↓↓↓
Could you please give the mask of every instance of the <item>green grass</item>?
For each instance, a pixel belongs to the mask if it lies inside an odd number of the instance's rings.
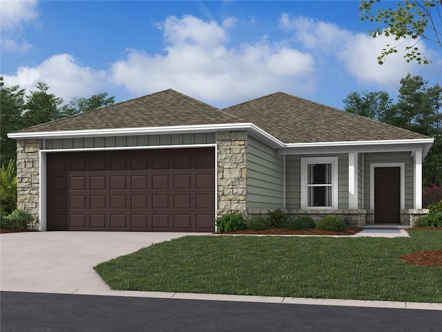
[[[410,238],[186,237],[95,268],[112,289],[442,302],[442,268],[404,263],[442,248],[442,231]]]

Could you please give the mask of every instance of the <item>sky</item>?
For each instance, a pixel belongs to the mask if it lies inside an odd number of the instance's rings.
[[[387,1],[389,6],[394,3]],[[122,102],[173,89],[219,108],[282,91],[343,109],[352,91],[395,98],[407,73],[442,84],[432,63],[377,57],[357,1],[0,0],[0,75],[6,86],[68,102],[100,92]]]

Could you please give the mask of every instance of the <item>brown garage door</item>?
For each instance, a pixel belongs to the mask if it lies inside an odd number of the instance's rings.
[[[48,230],[212,232],[213,148],[47,155]]]

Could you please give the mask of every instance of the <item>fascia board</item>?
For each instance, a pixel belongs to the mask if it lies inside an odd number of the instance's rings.
[[[34,133],[10,133],[10,138],[53,139],[85,137],[125,136],[135,135],[156,135],[186,133],[216,132],[244,130],[252,136],[264,140],[273,147],[281,147],[284,143],[251,122],[220,124],[196,124],[191,126],[153,127],[144,128],[122,128],[112,129],[70,130],[63,131],[41,131]]]

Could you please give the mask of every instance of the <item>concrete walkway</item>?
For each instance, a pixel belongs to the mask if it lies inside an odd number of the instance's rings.
[[[367,230],[364,233],[364,231]],[[397,230],[364,230],[360,236],[405,236]],[[404,231],[405,232],[405,231]],[[406,232],[405,232],[407,233]],[[441,310],[442,304],[303,299],[112,290],[93,270],[99,263],[151,244],[208,233],[36,232],[0,236],[0,290],[61,294]]]

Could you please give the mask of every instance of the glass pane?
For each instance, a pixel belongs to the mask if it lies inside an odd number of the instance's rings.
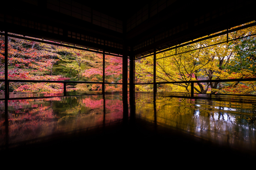
[[[256,95],[256,81],[221,82],[212,93],[218,94]]]
[[[123,89],[122,84],[105,84],[105,91],[121,91]]]
[[[10,98],[59,96],[63,95],[63,83],[10,82]]]
[[[67,96],[84,95],[88,94],[101,94],[102,85],[101,84],[67,83]]]
[[[135,85],[135,91],[153,91],[153,84],[140,84]]]
[[[102,81],[102,54],[10,37],[8,42],[9,79]]]
[[[4,79],[4,36],[0,35],[0,79]]]
[[[103,102],[102,95],[10,101],[9,143],[40,142],[45,136],[100,127]]]
[[[0,82],[0,99],[4,99],[5,91],[5,83],[4,82]]]
[[[123,58],[112,55],[105,55],[105,82],[123,82]]]
[[[122,121],[123,104],[122,97],[120,96],[113,97],[106,95],[105,98],[105,125],[111,125]]]

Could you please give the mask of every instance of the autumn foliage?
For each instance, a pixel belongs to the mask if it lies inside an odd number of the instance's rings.
[[[241,38],[255,33],[256,27],[251,27],[229,33],[228,43],[226,34],[224,34],[157,54],[156,82],[255,78],[255,36]],[[153,60],[151,56],[136,61],[136,83],[153,82]],[[256,83],[252,81],[225,82],[220,80],[197,83],[194,86],[194,92],[197,93],[256,94]],[[158,91],[191,91],[190,83],[185,82],[159,84],[157,88]],[[137,90],[152,89],[152,84],[136,86]]]

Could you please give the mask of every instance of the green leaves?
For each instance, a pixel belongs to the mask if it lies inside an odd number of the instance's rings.
[[[229,69],[230,74],[243,71],[256,74],[256,39],[248,37],[241,39],[240,42],[230,47],[236,53],[233,59],[230,60],[231,64],[226,68]]]

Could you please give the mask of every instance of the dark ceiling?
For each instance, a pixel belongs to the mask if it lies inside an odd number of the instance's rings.
[[[10,1],[0,30],[138,57],[254,21],[255,1]]]

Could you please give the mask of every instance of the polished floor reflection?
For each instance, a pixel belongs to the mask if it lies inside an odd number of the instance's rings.
[[[188,139],[190,143],[256,151],[256,97],[173,94],[137,92],[127,101],[114,93],[9,100],[8,126],[2,101],[0,148],[65,141],[65,136],[70,140],[74,134],[77,140],[82,136],[87,140],[90,133],[108,140],[112,147],[116,146],[110,142],[112,138],[137,146],[142,140],[150,146],[166,139],[177,144],[180,141],[174,141],[184,137],[183,141]]]

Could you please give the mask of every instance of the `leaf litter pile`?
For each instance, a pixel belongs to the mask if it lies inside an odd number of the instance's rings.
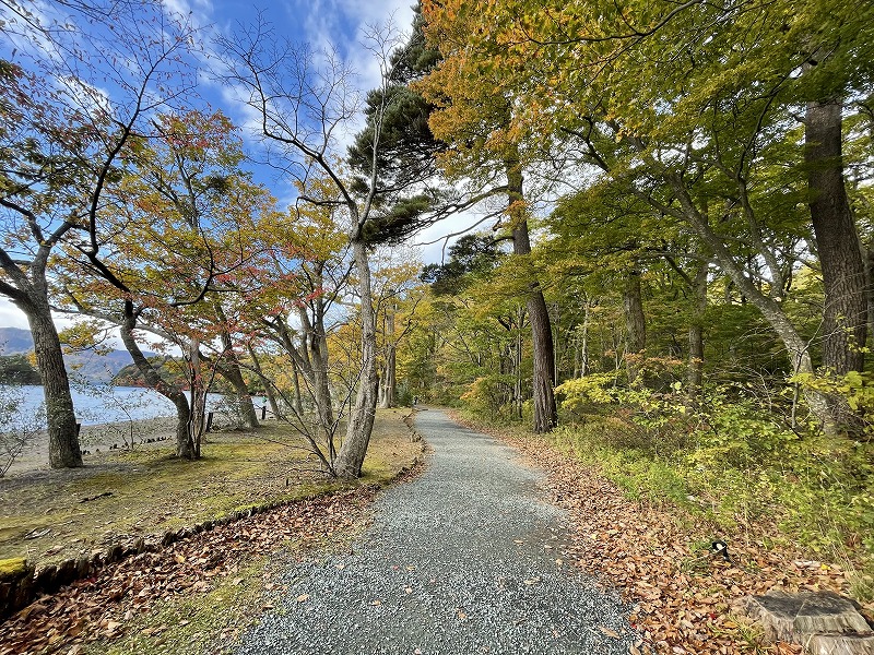
[[[547,472],[553,500],[569,512],[575,529],[568,555],[633,606],[630,620],[642,639],[631,655],[801,653],[788,643],[763,645],[743,616],[742,599],[771,588],[848,594],[840,567],[740,540],[728,544],[727,558],[718,544],[713,549],[718,536],[700,521],[695,529],[701,532],[689,534],[665,510],[627,499],[597,471],[546,441],[495,436]],[[696,549],[705,541],[707,548]],[[872,608],[865,609],[871,621]]]
[[[719,551],[696,549],[716,538],[709,527],[699,523],[700,533],[689,534],[664,510],[627,499],[597,471],[543,440],[496,436],[548,472],[553,500],[569,512],[575,529],[567,556],[633,606],[630,620],[642,639],[630,655],[798,654],[801,648],[791,644],[761,646],[739,602],[775,587],[847,593],[839,567],[799,553],[740,540],[729,541],[728,560]],[[206,594],[223,581],[238,584],[255,557],[290,544],[317,546],[363,524],[375,495],[376,487],[361,487],[298,501],[106,565],[0,622],[0,655],[76,655],[86,644],[111,642],[163,599]],[[150,626],[141,632],[160,636],[170,630]]]
[[[316,546],[362,524],[376,490],[367,486],[297,501],[106,565],[1,622],[0,655],[75,655],[85,644],[117,639],[163,599],[241,583],[237,575],[253,557],[290,544]],[[142,632],[158,636],[168,630],[153,626]]]

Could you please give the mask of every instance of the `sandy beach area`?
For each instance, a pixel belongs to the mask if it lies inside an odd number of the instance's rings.
[[[87,465],[90,460],[93,462],[97,455],[109,450],[166,445],[175,438],[175,418],[145,418],[82,426],[79,443],[82,448],[82,458]],[[48,433],[38,432],[12,463],[7,477],[48,469]]]

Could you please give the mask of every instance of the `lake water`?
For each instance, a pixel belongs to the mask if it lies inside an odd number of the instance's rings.
[[[176,416],[174,404],[151,389],[95,385],[87,390],[72,390],[72,395],[76,418],[85,426]],[[42,408],[42,386],[0,385],[0,398],[3,401],[17,400],[17,416],[26,422],[35,421],[45,427],[45,412]],[[258,398],[256,398],[256,402],[258,402]],[[220,409],[224,403],[226,403],[225,396],[211,393],[206,396],[206,410]],[[0,412],[5,412],[5,409],[0,406]],[[9,421],[10,418],[9,416],[0,416],[0,426]]]

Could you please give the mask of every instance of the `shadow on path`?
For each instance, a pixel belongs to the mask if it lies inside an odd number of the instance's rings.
↑↑↑
* **Problem statement**
How many lines in the data contain the string "item", counting only exact-case matches? Reply with the number alone.

* **Task result**
5